**Goal of the exercise**
Gather every line in the entries below that contains the word "positive", and copy each of those lines in full.

Collected data

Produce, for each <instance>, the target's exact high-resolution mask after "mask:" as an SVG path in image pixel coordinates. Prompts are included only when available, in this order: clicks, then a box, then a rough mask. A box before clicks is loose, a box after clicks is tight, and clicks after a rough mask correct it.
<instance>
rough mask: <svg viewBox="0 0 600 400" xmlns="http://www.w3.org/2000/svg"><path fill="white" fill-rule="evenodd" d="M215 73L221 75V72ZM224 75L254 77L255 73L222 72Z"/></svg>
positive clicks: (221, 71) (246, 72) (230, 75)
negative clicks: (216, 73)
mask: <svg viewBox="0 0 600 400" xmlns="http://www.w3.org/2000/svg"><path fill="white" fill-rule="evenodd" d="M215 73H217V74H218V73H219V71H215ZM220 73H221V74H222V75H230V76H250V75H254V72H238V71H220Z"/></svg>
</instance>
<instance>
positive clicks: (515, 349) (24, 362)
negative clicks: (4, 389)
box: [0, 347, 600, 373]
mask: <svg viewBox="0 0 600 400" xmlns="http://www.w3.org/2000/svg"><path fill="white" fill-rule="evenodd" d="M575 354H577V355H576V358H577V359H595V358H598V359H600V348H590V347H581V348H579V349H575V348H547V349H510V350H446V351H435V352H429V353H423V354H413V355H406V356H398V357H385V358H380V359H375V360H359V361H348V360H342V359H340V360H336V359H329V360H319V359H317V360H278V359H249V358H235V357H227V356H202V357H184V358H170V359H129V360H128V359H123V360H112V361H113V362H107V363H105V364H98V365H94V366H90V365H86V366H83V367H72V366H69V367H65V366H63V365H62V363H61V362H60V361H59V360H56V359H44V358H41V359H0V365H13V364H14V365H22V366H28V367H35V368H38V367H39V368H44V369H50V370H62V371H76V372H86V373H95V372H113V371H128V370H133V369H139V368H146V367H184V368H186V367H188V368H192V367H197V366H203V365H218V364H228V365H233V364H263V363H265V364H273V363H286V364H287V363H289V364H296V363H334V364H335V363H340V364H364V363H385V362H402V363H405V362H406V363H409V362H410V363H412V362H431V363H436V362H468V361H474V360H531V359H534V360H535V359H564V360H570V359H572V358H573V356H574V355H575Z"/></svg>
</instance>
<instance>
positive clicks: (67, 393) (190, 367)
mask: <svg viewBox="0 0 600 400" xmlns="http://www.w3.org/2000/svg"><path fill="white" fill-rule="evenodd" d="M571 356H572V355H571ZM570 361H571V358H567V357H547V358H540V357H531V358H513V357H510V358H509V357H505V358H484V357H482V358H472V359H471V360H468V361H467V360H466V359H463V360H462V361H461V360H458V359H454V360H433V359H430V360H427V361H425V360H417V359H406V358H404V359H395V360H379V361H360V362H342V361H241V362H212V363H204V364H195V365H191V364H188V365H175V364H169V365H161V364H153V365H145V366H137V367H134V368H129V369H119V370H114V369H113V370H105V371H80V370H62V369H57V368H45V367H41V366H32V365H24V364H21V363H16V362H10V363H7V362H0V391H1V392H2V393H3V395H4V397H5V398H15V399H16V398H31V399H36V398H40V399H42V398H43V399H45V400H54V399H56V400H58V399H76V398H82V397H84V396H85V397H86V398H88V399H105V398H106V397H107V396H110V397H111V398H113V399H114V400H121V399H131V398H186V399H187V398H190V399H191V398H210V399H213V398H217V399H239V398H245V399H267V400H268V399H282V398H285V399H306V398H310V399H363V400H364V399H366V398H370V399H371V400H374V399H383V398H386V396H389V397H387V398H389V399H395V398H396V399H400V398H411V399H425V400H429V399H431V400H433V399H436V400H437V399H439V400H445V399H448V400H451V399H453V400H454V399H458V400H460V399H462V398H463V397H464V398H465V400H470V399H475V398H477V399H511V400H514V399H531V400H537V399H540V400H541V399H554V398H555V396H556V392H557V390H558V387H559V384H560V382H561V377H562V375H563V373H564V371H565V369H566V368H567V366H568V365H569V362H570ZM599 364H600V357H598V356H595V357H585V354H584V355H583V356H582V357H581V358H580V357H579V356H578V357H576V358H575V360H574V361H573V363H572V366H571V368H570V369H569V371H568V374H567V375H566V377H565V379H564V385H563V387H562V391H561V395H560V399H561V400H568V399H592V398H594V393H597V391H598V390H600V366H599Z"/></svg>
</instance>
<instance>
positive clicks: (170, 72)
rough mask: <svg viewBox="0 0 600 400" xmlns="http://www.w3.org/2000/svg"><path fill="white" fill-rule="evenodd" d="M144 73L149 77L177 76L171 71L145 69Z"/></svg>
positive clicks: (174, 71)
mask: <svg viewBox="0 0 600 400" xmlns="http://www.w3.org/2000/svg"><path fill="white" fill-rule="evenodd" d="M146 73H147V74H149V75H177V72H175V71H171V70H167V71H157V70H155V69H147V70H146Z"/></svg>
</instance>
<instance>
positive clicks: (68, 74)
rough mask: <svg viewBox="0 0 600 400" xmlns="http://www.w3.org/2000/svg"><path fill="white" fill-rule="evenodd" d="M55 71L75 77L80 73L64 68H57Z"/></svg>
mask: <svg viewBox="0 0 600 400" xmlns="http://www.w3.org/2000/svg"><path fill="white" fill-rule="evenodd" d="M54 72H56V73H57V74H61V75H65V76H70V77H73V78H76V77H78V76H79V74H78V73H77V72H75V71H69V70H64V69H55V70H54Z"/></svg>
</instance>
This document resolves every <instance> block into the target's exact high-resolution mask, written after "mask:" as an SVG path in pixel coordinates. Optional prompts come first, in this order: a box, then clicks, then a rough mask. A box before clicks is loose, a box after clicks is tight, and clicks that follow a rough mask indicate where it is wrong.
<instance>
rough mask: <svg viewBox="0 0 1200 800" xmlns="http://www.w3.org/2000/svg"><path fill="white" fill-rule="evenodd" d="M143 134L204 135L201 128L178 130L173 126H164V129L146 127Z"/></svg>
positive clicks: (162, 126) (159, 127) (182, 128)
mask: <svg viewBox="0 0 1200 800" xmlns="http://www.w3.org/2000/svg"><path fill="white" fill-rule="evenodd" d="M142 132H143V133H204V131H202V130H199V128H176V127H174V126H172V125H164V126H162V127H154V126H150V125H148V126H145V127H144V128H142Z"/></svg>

**Problem solution**
positive clicks: (221, 71) (246, 72) (230, 75)
positive clicks: (515, 349) (24, 362)
positive clicks: (67, 393) (190, 367)
positive clicks: (170, 72)
positive clicks: (174, 71)
positive clicks: (68, 74)
positive clicks: (162, 126) (159, 127) (182, 128)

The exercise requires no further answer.